Tag Archives: grace alone

Does God require faith that is 100% without doubt?

9 Oct

Image result for faith and doubt logo

Faith Church. That’s the name of our church. Back in 1968, when they got this church started, why would people choose to name a new church, Faith Church? I wonder what they were thinking.

What is faith?  Most often we think faith is belief. And for good reason. Faith does mean belief.  It means that in our minds we agree with certain statements or facts or ideas.

But we also read in the Bible, in James chapter 2, that “faith without works is dead.”

Think about that.  Faith is belief. But it also must have works, James says, or it is dead.  So what is faith?

Just belief in our mind, or must faith also have some kind of work?

As I mentioned last week, this October at Faith Church we’re commemorating the 500th anniversary of the Protestant Reformation by talking about the Five Solas of the Reformation.  The Five Solas or Alones are what many scholars consider to be the best way to summarize the teaching of the Reformation.  Last week we looked at Sola Gratia, or Grace Alone.  The second one is Sola Fide.  Fide in Latin means faith.  Today we are talking about Faith Alone.  In Ephesians 2:8-9, Paul combines Sola Gratia with Sola Fide: “it is by grace you have been saved through faith, not by works, it is the gift of God.”

So somehow, Paul says, we receive the gift of grace by faith, and not by works.  But as I mentioned above, James said faith without works is dead.  See the apparent contradiction? This brings us back to the question I started with?  What is faith?

In Hebrews 11:1 we read, “faith is being sure of what hope for, certain of what we do not see.”

Does that clear it up for you? I have to admit that on first reading, that definition of faith doesn’t really help me.  So we have to look a bit deeper.

The writer of Hebrews describes faith two ways.  Let’s look at each:

First, Faith is being sure of what we hope for.  We have hopes.  We want them to come true.  It may be a promotion we hope is coming.  It may be hopes for our children and grandchildren.  It may be hopes that we will get out of debt.  It may be a hope that eternal life is in our future.  What hopes do you have?

> [PROBLEM TO SOLVE] Please write out the part of the sermon on faith between "Image result for" and "they were thinking.", inclusive, with every word unchanged.

> [LISTED ENTRIES]
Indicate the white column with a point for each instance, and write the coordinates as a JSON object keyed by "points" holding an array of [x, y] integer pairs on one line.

==

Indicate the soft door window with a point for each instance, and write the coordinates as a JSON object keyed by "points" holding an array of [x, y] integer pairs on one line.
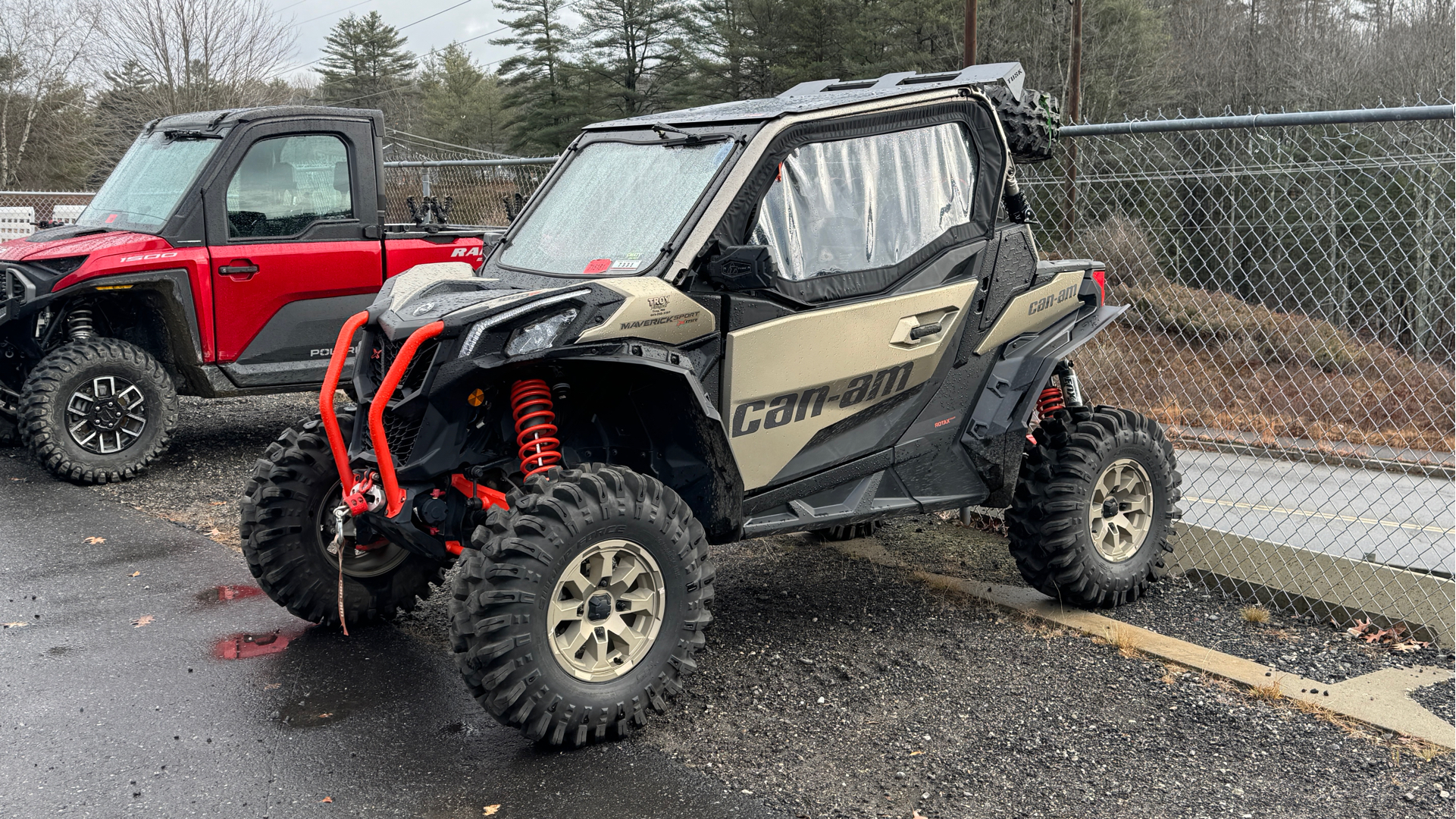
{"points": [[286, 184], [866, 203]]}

> [EXERCISE ANSWER]
Image result for faith and doubt logo

Faith Church. That’s the name of our church. Back in 1968, when they got this church started, why would people choose to name a new church, Faith Church? I wonder what they were thinking.